__Requisitos__
1 – Reproduce literalmente el pasaje del texto sobre la democracia que va desde "Lo que ocurre" hasta "esta realidad brevemente.", ambos incluidos.
2 – Escribe la continuación del texto sobre la democracia a partir del punto en que termina.
**** Texto mostrado ****
Lo que ocurre en la escena política actual angustia, pues impide ver, aunque sea modestamente, el futuro. La democracia fracasó, se anuncia. La propuesta de la Agenda 2050, como sucedánea de la 2030 de desarrollo sostenible, oculta, más que revela, la dirección deseada de la democracia global. Hoy se actúa en modo de guerra, con visiones diversas, enfrentadas. Así, conservadores versus liberales, soberanistas contra globalistas, o tradicionalistas frente a modernistas ocupan el ring político internacional. Sea en China, EEUU o en Europa o bien el Medio Oriente, la política democrática ha devenido en una forma de guerra. No existe el bien común, pues ya ni siquiera se cree en eso que se llama bien. Fijémonos en esta realidad brevemente.
**** Datos proporcionados ****
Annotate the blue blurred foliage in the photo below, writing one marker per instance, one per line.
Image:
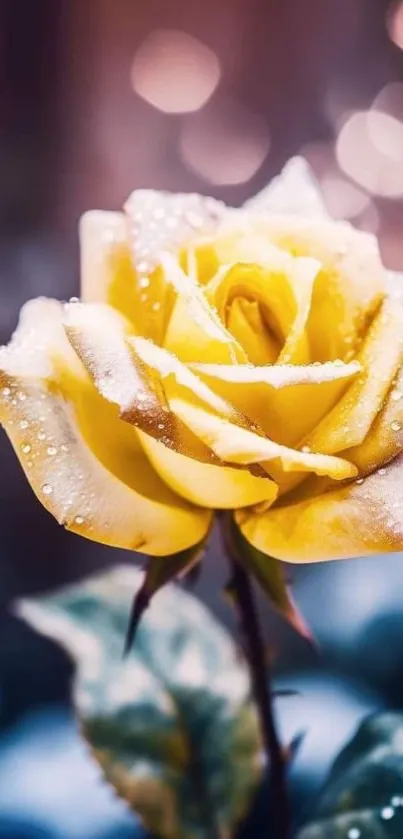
(49, 785)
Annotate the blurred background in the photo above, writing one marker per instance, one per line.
****
__Respuestas__
1 –
Lo que ocurre en la escena política actual angustia, pues impide ver, aunque sea modestamente, el futuro. La democracia fracasó, se anuncia. La propuesta de la Agenda 2050, como sucedánea de la 2030 de desarrollo sostenible, oculta, más que revela, la dirección deseada de la democracia global. Hoy se actúa en modo de guerra, con visiones diversas, enfrentadas. Así, conservadores versus liberales, soberanistas contra globalistas, o tradicionalistas frente a modernistas ocupan el ring político internacional. Sea en China, EEUU o en Europa o bien el Medio Oriente, la política democrática ha devenido en una forma de guerra. No existe el bien común, pues ya ni siquiera se cree en eso que se llama bien. Fijémonos en esta realidad brevemente.

2 –
Del liberalismo a la autodeterminación
Comenzar con el liberalismo es útil. Es un término maleable, pero que denota una significación común: los liberales rechazan el despotismo, exaltan la autonomía. Han sido defensores de la individualidad contra la desigualdad basada en la raza y el sexo. Esencialmente igualitarios. Basta leerlo a John S. Mill (1806-73) en su defensa de la mujer. Nadie debe estar dominado por nadie.
El liberalismo político contemporáneo ha establecido la neutralidad del Estado, aunque esta sea, como las pelucas —al decir del filósofo Alasdair MacIntyre—, un invento del muy liberal siglo diecisiete, ni imparcial ni objetivo. Optan, sin disculpas, por el lucro del capitalismo de “accionistas” de Milton Friedman (1912-2006). Adam Smith (1723-90) lo encarna con la mano invisible: aunque la intención no sea altruista, el resultado final sí lo es. El carnicero se esfuerza en agradarnos, no por magnanimidad, sino para lucrar. Su axioma es el “principio de no agresión”; ninguna persona puede agredir a otra ni a su propiedad, como dice el maestro de Milei, Murray Rothbard (1926-1995). La voluntad individual tiene primacía exclusiva sobre la realidad.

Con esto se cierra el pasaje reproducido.